Turn the part of the material that opens with the line containing "for each tree" and closes with the line containing "[534,605,568,643]", both lines included, into a numbered list. Skip blank lines and leave the pictures out.

:: Data shown ::

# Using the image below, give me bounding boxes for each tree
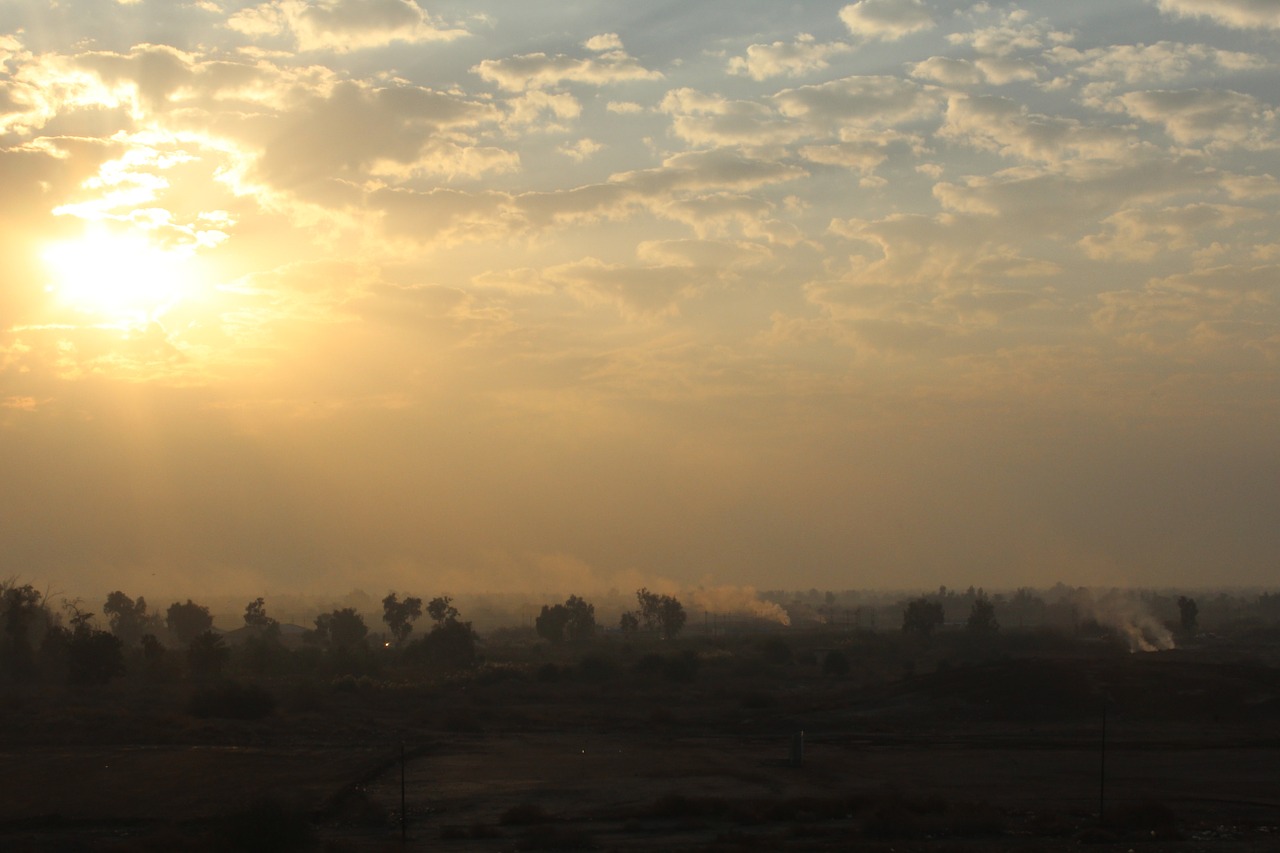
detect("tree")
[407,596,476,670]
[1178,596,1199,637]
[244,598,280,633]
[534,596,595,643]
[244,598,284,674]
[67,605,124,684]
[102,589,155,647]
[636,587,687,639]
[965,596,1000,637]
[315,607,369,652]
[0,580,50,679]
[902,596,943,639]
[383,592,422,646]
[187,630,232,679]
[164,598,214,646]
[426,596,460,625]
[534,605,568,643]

:::
:: Data shown ::

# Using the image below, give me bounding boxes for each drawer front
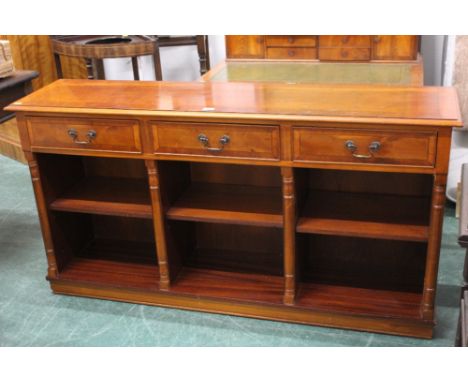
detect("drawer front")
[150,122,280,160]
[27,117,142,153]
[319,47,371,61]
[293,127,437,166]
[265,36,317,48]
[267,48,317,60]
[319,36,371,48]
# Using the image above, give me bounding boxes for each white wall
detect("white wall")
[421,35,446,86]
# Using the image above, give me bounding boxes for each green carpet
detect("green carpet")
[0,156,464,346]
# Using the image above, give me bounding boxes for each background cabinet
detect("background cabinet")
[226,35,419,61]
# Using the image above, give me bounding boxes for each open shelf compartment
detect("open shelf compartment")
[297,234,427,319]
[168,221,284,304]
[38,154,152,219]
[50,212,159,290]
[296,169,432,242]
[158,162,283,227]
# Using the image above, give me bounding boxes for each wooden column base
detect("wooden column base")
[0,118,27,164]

:::

### Final answer
1. # Using the image below, give me bounding boxes for each tree
2. detect("tree")
3. [407,596,476,670]
4. [1178,596,1199,637]
5. [244,598,280,633]
6. [534,596,595,643]
7. [244,598,284,674]
8. [67,605,124,684]
9. [102,589,155,647]
10. [636,587,687,639]
11. [965,596,1000,637]
12. [315,607,369,652]
13. [0,580,50,679]
14. [902,596,943,639]
15. [383,592,422,646]
16. [187,630,232,679]
17. [164,598,214,646]
18. [426,596,460,625]
19. [534,605,568,643]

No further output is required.